Polecenie 1 –
Odpowiedz na podstawie tekstu o ogłoszeniu końca epidemii:
(a) Gdzie minister ogłosił koniec epidemii?
(b) W ilu procentach testy RT-PCR dają pewność według ich producenta?
(c) Od którego dnia liczba nowych zakażeń utrzymuje się poniżej 1 tys.?
Polecenie 2 – Przepisz słowo w słowo z tekstu o ogłoszeniu końca epidemii wszystko od „Minister Zdrowia Adam” aż do „Czyli: koniec epidemii?!”.

Minister Zdrowia Adam Niedzielski ogłosił dzisiaj na Twitterze – bo gdzieżby indziej? – koniec epidemii. Od trzech tygodni liczba nowych zakażeń utrzymuje się poniżej jednego tysiąca, a odsetek pozytywnych testów to jeden procent – oznajmił minister. Tymczasem producent testów RT-PCR twierdzi, że dają one pewność jedynie w 95 procentach. Czyli: koniec epidemii?!
„Już ponad 3 tygodnie, tj. od 27 maja, liczba nowych zakażeń utrzymuje się poniżej 1 tys. I cały czas maleje. Średnia liczba nowych zakażeń (ostatnie 7 dni) na 100 tyś. Osób wynosi obecnie 0,5. Odsetek pozytywnych testów to 1 proc.” – napisał na swoim koncie Adam Niedzielski.

Dostarczony materiał –
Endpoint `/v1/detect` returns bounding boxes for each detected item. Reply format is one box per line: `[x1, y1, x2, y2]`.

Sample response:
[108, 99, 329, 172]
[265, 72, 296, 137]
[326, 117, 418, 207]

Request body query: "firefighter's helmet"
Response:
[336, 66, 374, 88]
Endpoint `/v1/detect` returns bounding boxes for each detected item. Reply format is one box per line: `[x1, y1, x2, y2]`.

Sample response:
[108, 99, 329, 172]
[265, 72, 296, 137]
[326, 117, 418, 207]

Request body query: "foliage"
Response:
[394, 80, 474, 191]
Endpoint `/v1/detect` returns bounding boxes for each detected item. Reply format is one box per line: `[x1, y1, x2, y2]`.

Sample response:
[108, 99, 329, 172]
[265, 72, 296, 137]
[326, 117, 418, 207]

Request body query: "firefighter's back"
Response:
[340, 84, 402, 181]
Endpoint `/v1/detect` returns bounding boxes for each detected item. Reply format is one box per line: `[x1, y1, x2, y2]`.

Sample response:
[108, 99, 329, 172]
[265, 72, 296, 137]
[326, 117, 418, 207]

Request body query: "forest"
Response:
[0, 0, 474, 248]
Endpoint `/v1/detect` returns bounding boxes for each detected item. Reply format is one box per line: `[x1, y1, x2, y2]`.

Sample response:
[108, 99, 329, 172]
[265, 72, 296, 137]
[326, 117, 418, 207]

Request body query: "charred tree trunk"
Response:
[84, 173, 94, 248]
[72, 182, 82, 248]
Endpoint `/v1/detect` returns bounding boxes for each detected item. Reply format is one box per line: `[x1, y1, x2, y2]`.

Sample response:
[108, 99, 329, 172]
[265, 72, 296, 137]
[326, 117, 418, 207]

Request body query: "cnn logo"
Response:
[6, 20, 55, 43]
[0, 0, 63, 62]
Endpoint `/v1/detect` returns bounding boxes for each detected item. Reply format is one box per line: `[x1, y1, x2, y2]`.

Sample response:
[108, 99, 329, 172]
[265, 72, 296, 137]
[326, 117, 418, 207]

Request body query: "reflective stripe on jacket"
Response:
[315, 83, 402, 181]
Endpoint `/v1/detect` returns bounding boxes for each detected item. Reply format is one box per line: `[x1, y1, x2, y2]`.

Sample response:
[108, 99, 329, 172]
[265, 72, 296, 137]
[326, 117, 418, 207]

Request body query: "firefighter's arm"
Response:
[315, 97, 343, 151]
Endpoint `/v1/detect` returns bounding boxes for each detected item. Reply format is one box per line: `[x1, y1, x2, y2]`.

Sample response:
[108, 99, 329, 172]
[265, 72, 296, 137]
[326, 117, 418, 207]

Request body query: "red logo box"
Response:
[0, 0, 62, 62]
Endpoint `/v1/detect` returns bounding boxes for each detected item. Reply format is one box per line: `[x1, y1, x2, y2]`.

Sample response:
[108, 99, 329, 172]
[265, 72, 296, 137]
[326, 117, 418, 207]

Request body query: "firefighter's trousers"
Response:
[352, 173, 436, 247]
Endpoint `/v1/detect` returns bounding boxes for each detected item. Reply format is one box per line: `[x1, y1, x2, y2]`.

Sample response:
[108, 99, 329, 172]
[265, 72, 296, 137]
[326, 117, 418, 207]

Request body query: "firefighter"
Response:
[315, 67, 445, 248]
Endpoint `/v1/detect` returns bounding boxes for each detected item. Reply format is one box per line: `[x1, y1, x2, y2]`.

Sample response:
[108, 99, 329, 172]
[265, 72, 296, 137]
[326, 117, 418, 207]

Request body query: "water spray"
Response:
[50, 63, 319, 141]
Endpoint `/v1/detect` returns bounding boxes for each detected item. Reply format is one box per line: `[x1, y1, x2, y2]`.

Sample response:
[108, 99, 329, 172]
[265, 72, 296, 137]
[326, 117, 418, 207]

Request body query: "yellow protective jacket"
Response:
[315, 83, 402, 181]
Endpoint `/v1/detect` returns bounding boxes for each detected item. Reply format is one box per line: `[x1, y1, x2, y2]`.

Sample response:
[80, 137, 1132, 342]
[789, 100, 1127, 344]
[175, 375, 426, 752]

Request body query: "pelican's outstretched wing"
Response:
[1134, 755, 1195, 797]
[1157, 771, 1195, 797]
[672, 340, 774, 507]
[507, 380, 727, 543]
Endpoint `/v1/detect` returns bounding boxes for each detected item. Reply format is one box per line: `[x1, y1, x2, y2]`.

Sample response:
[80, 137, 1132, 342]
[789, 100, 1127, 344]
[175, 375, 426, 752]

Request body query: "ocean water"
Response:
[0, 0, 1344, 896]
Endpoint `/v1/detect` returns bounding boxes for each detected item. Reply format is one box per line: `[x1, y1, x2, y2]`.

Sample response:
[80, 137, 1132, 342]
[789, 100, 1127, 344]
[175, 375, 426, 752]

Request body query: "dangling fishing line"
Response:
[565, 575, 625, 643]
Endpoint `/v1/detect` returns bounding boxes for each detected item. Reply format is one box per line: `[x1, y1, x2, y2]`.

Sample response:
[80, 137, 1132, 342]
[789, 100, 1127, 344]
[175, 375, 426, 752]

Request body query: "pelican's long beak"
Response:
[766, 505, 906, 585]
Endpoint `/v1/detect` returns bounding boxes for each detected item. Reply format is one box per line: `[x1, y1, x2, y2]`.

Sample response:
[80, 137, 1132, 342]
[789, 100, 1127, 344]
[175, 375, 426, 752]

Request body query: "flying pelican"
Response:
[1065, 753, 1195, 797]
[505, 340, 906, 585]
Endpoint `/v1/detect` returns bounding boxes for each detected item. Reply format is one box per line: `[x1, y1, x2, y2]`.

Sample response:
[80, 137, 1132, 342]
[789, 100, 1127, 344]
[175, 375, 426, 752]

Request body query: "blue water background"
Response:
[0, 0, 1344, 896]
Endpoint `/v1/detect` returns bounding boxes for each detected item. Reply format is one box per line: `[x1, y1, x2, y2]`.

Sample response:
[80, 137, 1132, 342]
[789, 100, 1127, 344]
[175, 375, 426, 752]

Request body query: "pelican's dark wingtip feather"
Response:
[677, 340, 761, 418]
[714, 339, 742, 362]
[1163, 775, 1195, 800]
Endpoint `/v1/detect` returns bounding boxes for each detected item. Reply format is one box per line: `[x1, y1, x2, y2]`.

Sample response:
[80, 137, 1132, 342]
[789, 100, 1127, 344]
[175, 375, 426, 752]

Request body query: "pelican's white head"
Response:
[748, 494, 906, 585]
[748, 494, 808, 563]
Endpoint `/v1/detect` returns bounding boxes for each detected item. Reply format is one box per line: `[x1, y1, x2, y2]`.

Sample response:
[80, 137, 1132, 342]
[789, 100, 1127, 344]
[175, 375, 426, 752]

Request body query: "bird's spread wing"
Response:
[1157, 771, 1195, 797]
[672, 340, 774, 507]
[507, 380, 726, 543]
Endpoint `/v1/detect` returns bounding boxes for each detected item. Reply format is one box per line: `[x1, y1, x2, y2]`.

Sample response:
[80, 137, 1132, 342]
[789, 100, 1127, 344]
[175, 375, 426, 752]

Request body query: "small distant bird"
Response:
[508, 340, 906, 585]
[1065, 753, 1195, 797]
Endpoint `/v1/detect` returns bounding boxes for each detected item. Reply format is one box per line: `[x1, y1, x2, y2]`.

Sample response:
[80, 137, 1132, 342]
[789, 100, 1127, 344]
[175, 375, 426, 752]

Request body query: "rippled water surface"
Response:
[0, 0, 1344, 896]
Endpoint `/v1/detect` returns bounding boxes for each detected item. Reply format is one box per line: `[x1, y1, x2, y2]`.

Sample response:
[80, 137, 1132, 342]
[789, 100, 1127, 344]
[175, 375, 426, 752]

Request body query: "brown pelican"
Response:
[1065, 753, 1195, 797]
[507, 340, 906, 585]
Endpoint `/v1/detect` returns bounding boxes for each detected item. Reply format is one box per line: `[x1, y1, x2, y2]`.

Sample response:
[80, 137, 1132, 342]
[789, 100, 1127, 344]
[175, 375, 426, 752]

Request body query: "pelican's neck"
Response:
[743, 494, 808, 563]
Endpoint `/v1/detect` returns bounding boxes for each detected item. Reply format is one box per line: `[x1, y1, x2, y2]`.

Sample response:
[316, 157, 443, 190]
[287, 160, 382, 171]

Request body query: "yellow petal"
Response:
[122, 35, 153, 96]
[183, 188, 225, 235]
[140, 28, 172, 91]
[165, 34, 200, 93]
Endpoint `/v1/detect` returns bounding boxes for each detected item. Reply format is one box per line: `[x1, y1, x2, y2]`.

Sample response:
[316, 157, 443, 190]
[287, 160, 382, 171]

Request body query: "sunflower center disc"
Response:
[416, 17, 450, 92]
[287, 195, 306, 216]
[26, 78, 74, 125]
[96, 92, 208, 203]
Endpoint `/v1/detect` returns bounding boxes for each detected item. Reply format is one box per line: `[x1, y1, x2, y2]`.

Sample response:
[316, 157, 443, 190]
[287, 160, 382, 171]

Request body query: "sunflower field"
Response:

Wynik 1 –
(a) Na Twitterze.
(b) W 95 procentach.
(c) Od 27 maja.

Wynik 2 –
Minister Zdrowia Adam Niedzielski ogłosił dzisiaj na Twitterze – bo gdzieżby indziej? – koniec epidemii. Od trzech tygodni liczba nowych zakażeń utrzymuje się poniżej jednego tysiąca, a odsetek pozytywnych testów to jeden procent – oznajmił minister. Tymczasem producent testów RT-PCR twierdzi, że dają one pewność jedynie w 95 procentach. Czyli: koniec epidemii?!